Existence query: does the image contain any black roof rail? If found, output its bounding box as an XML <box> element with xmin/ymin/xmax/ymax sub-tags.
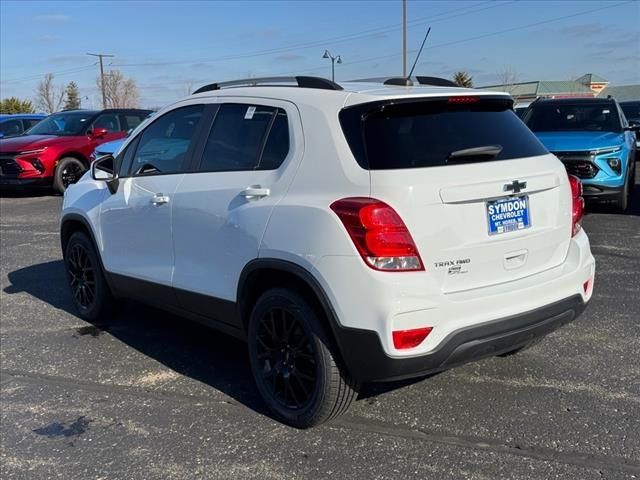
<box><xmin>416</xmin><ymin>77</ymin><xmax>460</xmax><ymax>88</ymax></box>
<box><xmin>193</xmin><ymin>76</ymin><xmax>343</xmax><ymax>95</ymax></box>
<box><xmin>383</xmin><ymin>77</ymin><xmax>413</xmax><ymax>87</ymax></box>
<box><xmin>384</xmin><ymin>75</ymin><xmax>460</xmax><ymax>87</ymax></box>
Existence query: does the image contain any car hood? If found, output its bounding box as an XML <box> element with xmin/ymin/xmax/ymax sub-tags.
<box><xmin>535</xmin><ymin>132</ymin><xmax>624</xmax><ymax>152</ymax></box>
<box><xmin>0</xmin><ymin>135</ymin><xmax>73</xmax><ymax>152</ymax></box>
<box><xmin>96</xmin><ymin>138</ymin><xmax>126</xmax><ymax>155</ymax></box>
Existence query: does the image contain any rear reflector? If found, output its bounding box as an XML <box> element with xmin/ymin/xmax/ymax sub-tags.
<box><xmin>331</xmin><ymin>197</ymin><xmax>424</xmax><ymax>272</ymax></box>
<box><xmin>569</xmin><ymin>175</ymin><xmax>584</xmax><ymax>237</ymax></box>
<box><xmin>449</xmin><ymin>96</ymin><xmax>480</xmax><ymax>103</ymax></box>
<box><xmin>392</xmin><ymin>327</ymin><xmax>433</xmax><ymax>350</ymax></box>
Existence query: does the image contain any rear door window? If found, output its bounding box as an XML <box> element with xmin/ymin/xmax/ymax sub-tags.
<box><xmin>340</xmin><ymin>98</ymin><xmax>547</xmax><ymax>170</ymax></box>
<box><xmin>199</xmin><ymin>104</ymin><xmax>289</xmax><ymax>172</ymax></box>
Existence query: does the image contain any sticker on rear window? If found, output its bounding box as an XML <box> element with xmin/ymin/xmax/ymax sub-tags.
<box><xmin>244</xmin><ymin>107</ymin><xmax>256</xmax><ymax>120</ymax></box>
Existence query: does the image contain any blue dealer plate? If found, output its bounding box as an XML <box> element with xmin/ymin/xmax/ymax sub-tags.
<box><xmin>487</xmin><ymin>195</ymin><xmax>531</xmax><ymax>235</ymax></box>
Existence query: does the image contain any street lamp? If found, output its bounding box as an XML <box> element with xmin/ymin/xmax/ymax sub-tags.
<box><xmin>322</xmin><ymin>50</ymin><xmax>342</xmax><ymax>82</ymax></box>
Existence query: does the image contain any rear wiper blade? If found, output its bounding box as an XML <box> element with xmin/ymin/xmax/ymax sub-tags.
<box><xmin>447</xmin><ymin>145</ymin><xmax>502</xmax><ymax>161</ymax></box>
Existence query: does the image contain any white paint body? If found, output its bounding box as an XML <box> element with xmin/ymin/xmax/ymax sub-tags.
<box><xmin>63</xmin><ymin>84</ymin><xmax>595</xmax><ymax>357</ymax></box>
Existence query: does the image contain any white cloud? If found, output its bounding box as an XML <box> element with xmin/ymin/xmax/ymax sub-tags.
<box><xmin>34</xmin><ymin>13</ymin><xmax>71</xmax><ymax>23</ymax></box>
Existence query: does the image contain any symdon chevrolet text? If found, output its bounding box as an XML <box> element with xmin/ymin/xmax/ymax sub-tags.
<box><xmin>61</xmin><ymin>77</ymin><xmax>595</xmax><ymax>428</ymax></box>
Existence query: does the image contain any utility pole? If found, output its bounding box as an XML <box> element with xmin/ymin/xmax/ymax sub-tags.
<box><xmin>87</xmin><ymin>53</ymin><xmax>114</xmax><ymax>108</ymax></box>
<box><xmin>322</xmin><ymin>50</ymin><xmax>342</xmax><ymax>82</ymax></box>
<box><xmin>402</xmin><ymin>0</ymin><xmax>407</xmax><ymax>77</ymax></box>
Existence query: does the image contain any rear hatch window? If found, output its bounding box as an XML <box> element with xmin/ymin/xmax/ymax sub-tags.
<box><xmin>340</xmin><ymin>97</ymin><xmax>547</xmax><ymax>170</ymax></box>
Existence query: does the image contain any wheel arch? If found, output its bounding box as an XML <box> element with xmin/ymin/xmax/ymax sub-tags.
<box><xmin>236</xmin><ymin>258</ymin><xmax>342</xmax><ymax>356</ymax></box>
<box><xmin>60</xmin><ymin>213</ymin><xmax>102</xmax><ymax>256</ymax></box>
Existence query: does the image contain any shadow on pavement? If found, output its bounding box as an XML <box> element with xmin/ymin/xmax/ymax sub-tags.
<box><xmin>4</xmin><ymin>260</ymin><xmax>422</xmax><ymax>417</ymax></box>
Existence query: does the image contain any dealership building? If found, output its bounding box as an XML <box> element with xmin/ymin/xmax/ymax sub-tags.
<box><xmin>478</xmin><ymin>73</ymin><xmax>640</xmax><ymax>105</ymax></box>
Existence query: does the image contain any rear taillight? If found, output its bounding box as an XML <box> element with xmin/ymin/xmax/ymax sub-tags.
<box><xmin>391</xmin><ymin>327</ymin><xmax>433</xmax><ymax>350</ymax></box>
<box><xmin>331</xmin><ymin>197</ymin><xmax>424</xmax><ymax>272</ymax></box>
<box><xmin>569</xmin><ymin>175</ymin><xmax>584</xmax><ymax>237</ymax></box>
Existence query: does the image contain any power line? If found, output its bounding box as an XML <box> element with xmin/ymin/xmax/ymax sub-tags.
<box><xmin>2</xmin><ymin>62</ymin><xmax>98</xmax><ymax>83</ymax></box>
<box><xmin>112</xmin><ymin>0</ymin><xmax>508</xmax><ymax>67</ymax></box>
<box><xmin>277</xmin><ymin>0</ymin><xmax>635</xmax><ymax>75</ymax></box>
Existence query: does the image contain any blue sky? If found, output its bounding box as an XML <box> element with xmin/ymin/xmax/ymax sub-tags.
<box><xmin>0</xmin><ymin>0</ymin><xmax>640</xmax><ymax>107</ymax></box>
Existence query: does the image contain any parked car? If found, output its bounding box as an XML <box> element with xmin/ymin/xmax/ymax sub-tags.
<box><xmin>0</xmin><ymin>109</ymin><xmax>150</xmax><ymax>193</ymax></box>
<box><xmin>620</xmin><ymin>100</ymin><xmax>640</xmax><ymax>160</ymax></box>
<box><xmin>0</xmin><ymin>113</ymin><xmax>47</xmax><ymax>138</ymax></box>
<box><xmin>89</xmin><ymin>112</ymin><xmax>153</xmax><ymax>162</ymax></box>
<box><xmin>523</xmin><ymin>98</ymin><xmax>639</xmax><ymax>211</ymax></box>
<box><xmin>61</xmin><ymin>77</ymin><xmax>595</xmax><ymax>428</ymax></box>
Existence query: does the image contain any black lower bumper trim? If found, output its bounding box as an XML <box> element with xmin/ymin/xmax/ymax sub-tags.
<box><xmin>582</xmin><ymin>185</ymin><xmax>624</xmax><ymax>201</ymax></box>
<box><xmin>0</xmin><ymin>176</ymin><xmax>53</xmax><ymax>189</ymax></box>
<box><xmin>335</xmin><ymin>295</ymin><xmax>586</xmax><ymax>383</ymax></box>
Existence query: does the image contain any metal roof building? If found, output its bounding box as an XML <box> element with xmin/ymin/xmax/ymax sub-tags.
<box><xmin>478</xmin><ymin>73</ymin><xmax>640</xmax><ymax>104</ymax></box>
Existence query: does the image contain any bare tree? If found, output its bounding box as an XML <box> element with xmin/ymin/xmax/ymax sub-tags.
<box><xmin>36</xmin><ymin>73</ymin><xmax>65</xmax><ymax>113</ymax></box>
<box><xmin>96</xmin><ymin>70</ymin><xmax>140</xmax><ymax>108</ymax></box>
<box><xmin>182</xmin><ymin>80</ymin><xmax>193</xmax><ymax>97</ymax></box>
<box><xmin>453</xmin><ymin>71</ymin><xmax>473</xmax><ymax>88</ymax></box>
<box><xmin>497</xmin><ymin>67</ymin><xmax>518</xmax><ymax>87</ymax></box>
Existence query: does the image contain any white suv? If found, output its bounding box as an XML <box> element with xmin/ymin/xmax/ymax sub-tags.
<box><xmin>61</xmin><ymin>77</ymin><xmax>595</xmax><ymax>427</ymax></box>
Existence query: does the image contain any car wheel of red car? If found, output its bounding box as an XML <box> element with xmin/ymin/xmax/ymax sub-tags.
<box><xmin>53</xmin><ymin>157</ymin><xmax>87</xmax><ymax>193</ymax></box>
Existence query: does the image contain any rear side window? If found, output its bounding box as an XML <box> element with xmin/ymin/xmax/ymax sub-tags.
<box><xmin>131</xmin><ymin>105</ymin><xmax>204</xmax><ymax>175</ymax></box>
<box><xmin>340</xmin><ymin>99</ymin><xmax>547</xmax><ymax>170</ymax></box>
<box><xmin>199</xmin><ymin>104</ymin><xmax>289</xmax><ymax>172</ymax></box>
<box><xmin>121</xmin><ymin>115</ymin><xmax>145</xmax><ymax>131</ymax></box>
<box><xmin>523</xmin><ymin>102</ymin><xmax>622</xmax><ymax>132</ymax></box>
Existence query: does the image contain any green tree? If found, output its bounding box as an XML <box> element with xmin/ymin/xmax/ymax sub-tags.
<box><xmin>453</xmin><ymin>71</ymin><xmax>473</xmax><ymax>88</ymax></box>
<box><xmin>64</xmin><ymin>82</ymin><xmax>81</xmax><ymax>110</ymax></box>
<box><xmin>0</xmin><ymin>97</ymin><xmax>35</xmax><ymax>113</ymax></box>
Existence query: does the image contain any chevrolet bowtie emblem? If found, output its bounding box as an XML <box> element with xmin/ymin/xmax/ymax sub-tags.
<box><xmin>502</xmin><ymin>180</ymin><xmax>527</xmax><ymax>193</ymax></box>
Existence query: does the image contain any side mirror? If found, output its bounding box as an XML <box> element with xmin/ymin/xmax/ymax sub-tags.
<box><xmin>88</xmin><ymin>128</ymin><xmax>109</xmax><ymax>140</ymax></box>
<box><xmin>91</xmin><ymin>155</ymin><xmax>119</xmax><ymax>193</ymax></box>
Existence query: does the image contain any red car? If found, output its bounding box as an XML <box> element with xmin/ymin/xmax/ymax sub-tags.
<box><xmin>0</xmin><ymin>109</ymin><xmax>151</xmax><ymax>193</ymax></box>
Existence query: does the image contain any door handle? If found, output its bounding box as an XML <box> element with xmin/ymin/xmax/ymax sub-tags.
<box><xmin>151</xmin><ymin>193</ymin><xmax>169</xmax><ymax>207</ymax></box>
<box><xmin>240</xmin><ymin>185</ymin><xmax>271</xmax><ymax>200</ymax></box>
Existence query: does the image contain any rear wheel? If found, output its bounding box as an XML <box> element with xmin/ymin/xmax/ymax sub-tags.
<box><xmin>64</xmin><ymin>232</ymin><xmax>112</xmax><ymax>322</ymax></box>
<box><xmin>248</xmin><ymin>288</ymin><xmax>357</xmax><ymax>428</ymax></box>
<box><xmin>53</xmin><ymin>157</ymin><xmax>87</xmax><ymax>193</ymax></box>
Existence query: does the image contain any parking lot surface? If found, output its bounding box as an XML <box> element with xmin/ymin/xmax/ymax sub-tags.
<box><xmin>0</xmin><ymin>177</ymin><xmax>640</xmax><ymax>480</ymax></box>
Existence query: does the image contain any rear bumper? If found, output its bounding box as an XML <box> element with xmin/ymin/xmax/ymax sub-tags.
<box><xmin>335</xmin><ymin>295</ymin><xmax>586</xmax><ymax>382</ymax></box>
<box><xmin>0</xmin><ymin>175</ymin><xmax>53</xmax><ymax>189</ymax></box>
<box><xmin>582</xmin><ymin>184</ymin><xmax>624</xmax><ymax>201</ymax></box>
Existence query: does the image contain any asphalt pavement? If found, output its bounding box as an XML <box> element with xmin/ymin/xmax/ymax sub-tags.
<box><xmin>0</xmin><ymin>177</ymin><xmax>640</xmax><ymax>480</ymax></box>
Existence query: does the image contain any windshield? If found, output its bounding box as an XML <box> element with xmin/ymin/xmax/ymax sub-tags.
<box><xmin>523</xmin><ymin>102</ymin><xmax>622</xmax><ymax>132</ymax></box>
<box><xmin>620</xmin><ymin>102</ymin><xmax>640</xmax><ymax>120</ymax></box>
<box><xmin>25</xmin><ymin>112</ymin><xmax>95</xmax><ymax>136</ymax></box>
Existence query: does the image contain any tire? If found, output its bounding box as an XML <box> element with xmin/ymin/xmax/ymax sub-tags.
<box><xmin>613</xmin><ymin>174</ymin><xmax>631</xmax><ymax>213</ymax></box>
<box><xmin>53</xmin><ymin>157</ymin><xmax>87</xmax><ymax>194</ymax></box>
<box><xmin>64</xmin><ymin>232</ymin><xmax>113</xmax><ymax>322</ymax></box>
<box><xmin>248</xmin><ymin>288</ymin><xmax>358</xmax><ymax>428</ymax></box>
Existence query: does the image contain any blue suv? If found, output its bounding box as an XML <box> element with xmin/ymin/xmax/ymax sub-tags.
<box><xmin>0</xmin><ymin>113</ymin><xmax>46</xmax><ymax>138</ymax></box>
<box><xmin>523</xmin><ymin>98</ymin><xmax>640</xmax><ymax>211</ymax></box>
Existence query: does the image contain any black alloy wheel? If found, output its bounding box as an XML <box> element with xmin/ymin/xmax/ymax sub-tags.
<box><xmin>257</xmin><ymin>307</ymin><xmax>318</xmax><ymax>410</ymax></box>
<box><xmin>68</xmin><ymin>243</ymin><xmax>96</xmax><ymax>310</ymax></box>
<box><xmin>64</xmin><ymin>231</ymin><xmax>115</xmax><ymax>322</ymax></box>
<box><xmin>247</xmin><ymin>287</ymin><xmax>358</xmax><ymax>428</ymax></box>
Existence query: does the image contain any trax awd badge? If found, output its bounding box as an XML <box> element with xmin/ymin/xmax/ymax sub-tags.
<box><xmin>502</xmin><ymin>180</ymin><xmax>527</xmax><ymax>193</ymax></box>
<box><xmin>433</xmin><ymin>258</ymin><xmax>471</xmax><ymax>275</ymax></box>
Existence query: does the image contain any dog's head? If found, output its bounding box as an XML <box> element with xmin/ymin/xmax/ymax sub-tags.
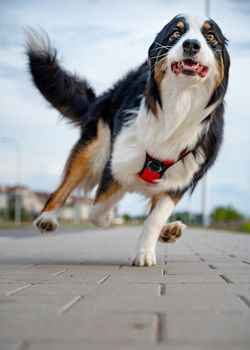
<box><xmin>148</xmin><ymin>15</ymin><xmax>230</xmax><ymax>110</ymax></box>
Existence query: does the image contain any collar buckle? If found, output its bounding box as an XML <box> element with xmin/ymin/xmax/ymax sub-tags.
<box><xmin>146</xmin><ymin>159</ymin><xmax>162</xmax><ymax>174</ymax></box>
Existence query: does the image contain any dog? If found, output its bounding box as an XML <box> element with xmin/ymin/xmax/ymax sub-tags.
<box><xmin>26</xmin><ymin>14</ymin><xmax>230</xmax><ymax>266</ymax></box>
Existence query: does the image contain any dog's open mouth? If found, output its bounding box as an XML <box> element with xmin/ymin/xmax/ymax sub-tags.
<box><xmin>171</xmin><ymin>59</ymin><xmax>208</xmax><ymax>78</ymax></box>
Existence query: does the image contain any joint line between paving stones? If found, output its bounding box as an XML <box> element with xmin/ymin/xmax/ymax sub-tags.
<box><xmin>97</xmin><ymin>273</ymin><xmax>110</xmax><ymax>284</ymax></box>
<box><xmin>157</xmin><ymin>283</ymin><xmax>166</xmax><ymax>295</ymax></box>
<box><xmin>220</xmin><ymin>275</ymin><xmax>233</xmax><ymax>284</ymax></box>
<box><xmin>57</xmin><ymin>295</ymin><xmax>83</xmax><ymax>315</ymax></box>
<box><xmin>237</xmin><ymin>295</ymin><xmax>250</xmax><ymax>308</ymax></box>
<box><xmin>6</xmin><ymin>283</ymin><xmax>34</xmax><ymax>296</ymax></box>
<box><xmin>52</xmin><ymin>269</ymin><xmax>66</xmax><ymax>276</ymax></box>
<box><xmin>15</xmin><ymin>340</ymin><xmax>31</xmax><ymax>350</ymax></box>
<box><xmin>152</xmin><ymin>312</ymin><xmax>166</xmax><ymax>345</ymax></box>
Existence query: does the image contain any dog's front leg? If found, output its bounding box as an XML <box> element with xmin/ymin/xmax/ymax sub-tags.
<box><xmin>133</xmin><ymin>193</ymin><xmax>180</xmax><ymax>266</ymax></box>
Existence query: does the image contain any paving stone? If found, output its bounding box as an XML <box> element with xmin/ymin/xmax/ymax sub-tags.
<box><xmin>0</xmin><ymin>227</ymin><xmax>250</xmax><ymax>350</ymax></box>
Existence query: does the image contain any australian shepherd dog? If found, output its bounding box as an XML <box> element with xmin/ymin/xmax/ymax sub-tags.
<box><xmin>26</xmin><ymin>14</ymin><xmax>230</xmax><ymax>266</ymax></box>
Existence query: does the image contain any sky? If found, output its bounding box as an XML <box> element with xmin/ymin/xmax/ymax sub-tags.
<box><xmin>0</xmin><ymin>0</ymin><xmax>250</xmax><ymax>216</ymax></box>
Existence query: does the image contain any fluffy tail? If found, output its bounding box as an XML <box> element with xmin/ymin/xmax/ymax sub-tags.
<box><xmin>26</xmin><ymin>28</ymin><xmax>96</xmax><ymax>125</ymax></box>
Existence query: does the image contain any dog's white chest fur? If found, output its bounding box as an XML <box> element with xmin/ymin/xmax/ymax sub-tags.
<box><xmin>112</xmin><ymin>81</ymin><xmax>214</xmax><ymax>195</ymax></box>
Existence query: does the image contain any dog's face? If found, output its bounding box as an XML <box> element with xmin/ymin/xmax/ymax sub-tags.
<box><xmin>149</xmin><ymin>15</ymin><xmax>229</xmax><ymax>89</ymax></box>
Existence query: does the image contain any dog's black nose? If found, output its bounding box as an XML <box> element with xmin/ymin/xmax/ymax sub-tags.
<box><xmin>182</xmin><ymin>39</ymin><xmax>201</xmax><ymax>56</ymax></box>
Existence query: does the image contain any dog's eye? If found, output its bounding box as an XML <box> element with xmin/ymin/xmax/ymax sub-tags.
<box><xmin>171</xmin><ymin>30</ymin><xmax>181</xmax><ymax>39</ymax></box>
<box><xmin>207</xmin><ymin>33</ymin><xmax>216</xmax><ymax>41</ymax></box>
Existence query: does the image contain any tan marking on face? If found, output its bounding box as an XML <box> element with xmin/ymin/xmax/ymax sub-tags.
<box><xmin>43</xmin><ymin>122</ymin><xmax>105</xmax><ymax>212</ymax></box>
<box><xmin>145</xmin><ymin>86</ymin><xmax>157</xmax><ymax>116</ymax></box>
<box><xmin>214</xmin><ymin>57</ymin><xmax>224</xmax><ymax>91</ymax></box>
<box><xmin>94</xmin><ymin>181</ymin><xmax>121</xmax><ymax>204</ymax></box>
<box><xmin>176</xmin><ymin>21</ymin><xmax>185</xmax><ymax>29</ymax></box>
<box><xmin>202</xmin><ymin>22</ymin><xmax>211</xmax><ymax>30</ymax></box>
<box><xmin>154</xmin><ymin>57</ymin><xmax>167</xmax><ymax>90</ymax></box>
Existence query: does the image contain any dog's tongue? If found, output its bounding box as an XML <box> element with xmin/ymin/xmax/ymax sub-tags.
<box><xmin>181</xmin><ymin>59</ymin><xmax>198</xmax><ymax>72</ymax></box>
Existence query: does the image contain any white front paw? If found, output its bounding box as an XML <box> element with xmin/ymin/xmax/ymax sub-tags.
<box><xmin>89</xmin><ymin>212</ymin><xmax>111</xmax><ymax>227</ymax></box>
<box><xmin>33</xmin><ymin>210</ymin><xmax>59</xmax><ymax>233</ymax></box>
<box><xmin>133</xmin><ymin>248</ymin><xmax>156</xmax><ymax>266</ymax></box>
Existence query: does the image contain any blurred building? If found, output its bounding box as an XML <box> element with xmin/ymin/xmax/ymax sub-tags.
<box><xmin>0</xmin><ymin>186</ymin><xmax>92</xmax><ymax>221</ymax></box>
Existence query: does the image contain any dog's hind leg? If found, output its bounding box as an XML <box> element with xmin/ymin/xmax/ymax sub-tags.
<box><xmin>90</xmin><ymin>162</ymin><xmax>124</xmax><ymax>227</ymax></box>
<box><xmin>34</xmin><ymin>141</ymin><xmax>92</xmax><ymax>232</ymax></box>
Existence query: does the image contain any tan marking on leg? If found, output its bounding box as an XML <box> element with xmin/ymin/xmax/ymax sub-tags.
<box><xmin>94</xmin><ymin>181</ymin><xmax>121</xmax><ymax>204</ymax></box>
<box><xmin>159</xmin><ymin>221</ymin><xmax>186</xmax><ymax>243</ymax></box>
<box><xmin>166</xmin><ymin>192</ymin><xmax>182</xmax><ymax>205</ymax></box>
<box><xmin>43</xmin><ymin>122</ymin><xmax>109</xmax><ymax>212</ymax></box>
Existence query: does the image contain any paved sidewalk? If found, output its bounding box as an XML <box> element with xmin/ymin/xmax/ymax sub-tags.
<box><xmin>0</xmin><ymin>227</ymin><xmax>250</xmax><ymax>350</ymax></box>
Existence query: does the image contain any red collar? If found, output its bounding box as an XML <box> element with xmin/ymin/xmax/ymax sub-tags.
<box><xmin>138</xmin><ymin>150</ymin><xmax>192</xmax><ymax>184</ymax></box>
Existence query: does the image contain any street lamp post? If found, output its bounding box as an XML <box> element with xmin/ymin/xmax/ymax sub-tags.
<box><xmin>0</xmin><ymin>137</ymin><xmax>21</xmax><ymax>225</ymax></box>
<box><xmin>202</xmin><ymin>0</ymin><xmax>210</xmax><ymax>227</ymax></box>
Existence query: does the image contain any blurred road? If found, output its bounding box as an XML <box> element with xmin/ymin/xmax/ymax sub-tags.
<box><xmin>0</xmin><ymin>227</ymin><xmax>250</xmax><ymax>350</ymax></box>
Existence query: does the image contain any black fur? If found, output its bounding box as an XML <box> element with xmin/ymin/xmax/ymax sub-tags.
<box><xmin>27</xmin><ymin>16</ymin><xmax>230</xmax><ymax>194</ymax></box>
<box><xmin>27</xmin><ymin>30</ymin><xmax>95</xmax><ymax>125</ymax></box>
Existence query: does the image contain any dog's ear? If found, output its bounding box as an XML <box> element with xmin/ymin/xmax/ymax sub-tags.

================================

## Stated goal
From the line containing "Existence query: does the image contain any tan marking on leg?" down to the last line, reproduce the records exactly. Include both ends.

## The solution
Existence query: does the image contain any tan marking on leg? If found, output its bounding box as an XML <box> element with xmin/ymin/xmax/ymax sub-tags.
<box><xmin>94</xmin><ymin>181</ymin><xmax>121</xmax><ymax>204</ymax></box>
<box><xmin>159</xmin><ymin>221</ymin><xmax>186</xmax><ymax>243</ymax></box>
<box><xmin>166</xmin><ymin>192</ymin><xmax>182</xmax><ymax>205</ymax></box>
<box><xmin>43</xmin><ymin>122</ymin><xmax>109</xmax><ymax>212</ymax></box>
Existence query: does the image contain any paved sidewalk? If found, output its bounding box as an XML <box> element with xmin/ymin/xmax/ymax sub-tags.
<box><xmin>0</xmin><ymin>227</ymin><xmax>250</xmax><ymax>350</ymax></box>
Existence query: does the image contain any red collar? If found, output its bounding box as an XML <box> element with xmin/ymin/xmax/ymax sub-tags.
<box><xmin>138</xmin><ymin>150</ymin><xmax>192</xmax><ymax>184</ymax></box>
Existence query: does the image contain any street lamp post? If found, output its bounding box as an XML <box> element with xmin/ymin/xmax/ymax sub-tags.
<box><xmin>0</xmin><ymin>137</ymin><xmax>21</xmax><ymax>225</ymax></box>
<box><xmin>202</xmin><ymin>0</ymin><xmax>210</xmax><ymax>227</ymax></box>
Existence query: does the image contain any blurred road? If found, output its bounding box as an XML <box> element with xmin/ymin/xmax/ymax sub-tags.
<box><xmin>0</xmin><ymin>227</ymin><xmax>250</xmax><ymax>350</ymax></box>
Existence query: does the image contain any black fur? If found, output its bounding box as an XML <box> element with xmin/ymin/xmax/ymax sub-tags.
<box><xmin>27</xmin><ymin>16</ymin><xmax>230</xmax><ymax>194</ymax></box>
<box><xmin>27</xmin><ymin>30</ymin><xmax>95</xmax><ymax>125</ymax></box>
Existence query: does the image contain any dog's ear? If found, output its bounding box as an XML <box> element with xmin/ymin/xmax/ymax sub-tags.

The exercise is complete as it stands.